◆ **WHAT IS BEING ASKED**: Place every line of the material below, from the line containing "Isolate green grass" down to the line containing "left=313, top=311, right=426, bottom=530", both included, into a JSON list of strings with one string per line. Omit blank lines.

Records from a collection

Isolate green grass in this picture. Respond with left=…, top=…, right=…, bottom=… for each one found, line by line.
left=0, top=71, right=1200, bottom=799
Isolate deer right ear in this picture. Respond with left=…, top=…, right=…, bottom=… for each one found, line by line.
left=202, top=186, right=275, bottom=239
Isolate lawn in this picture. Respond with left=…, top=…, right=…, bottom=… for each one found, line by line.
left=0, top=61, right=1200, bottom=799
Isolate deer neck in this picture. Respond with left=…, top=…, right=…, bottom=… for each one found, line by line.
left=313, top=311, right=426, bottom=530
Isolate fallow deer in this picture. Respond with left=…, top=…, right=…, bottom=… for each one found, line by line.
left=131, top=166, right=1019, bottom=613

--

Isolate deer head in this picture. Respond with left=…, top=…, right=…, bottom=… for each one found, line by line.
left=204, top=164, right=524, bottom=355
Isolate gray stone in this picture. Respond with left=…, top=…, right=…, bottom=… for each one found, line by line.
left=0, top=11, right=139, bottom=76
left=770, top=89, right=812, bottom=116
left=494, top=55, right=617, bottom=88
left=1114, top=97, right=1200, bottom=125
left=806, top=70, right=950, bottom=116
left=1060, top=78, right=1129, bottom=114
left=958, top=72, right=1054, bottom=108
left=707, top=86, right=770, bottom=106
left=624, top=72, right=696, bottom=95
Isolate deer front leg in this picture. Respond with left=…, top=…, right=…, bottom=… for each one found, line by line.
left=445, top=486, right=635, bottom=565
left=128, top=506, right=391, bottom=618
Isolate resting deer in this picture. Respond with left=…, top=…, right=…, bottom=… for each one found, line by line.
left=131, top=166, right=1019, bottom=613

◆ **CORRECT OUTPUT**:
[
  "Isolate green grass in this picture. Respond with left=…, top=…, right=…, bottom=… for each one found, line by line.",
  "left=0, top=71, right=1200, bottom=799",
  "Isolate deer right ear in this picture. Respond with left=…, top=…, right=…, bottom=… for each one found, line by line.",
  "left=202, top=186, right=275, bottom=239",
  "Isolate lawn in this picture. Respond with left=…, top=…, right=…, bottom=… for each one found, line by line.",
  "left=0, top=61, right=1200, bottom=799",
  "Isolate deer neck in this picture. Respond with left=…, top=…, right=…, bottom=… for each one found, line by line.",
  "left=313, top=311, right=426, bottom=530"
]